Instruction 1
In the text and entries below, find every line of the entries that contains the string "forelock" and copy each one. Case counts.

── Text section

# How to Normalize Canonical Statuses Across Tracker Entries in Career-Ops

> Learn how the normalize statuses script in santifer/career-ops ensures data integrity by standardizing tracker entry statuses to eight defined states. Maintain consistent career operations tracking.

- Repository: [Santiago Fernández de Valderrama/career-ops](https://github.com/santifer/career-ops)
- Tags: how-to-guide
- Published: 2026-06-09

---

**The `normalize-statuses.mjs` script enforces data integrity by scanning [`applications.md`](https://github.com/santifer/career-ops/blob/main/applications.md) and remapping any non-canonical status values to one of eight defined states listed in [`templates/states.yml`](https://github.com/santifer/career-ops/blob/main/templates/states.yml).**

In the `santifer/career-ops` repository, tracker entries for job applications rely on a strict taxonomy of **canonical statuses** to ensure consistent reporting. The system uses a Node.js normalization script to automatically detect and correct malformed or language-specific status values, converting them to a standardized English set defined in a YAML configuration file. This process prevents downstream analytics errors and maintains a single source of truth across localized entries.

────

Instruction 2
Rewrite the career-ops guide above from "- Tags: how-to-guide" up to and including "across localized entries.", putting "utility" wherever "script" occurs.

── The records

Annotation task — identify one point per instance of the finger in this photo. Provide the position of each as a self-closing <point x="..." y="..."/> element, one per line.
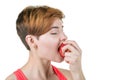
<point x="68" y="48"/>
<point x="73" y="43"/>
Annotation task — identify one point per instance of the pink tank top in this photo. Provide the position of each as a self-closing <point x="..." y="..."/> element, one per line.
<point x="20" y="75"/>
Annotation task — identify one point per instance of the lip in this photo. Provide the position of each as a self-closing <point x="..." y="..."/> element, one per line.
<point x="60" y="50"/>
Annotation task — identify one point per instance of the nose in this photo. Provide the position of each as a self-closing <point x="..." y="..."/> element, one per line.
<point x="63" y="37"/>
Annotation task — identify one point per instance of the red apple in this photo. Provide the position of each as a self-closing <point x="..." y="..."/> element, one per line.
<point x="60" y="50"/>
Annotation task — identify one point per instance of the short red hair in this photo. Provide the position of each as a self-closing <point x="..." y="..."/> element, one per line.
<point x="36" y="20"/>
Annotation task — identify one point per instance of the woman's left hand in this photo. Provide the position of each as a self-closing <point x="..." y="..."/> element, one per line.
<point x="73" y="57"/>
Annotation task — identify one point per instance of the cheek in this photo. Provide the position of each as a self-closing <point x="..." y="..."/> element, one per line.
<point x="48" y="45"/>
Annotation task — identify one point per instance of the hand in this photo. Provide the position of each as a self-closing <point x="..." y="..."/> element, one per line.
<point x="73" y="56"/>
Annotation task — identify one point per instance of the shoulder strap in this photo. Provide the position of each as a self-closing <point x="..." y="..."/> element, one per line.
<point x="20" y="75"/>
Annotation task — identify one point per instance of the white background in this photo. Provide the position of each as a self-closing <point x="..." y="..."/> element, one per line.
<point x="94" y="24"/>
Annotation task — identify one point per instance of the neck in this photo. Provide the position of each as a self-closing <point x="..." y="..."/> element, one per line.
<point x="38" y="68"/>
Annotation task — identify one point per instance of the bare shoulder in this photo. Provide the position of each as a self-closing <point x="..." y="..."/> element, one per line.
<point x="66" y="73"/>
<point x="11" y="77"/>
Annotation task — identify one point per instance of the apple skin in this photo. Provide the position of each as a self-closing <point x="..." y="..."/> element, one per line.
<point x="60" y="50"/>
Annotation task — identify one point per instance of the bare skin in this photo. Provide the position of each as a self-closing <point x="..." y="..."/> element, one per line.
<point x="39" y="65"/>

────
── The records

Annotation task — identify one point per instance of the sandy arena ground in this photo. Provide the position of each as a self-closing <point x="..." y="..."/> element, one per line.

────
── The records

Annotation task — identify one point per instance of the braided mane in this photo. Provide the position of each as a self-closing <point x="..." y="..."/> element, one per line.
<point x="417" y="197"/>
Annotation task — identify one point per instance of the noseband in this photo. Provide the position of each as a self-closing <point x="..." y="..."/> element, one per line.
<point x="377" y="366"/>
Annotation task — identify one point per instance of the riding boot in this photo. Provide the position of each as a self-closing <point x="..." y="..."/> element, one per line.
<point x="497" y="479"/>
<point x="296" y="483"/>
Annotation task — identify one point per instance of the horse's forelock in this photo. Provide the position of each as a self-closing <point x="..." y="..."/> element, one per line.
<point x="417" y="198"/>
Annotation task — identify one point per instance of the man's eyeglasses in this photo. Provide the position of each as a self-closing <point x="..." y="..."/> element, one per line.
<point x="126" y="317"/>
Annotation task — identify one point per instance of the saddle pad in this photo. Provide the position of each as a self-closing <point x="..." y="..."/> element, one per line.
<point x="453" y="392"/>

────

Complete response 1
Annotation task — identify one point per instance of the horse's forelock in this photo. Provide the position of each as a self-closing <point x="..." y="..."/> element, one per line.

Complete response 2
- Tags: how-to-guide
- Published: 2026-06-09

---

**The `normalize-statuses.mjs` utility enforces data integrity by scanning [`applications.md`](https://github.com/santifer/career-ops/blob/main/applications.md) and remapping any non-canonical status values to one of eight defined states listed in [`templates/states.yml`](https://github.com/santifer/career-ops/blob/main/templates/states.yml).**

In the `santifer/career-ops` repository, tracker entries for job applications rely on a strict taxonomy of **canonical statuses** to ensure consistent reporting. The system uses a Node.js normalization utility to automatically detect and correct malformed or language-specific status values, converting them to a standardized English set defined in a YAML configuration file. This process prevents downstream analytics errors and maintains a single source of truth across localized entries.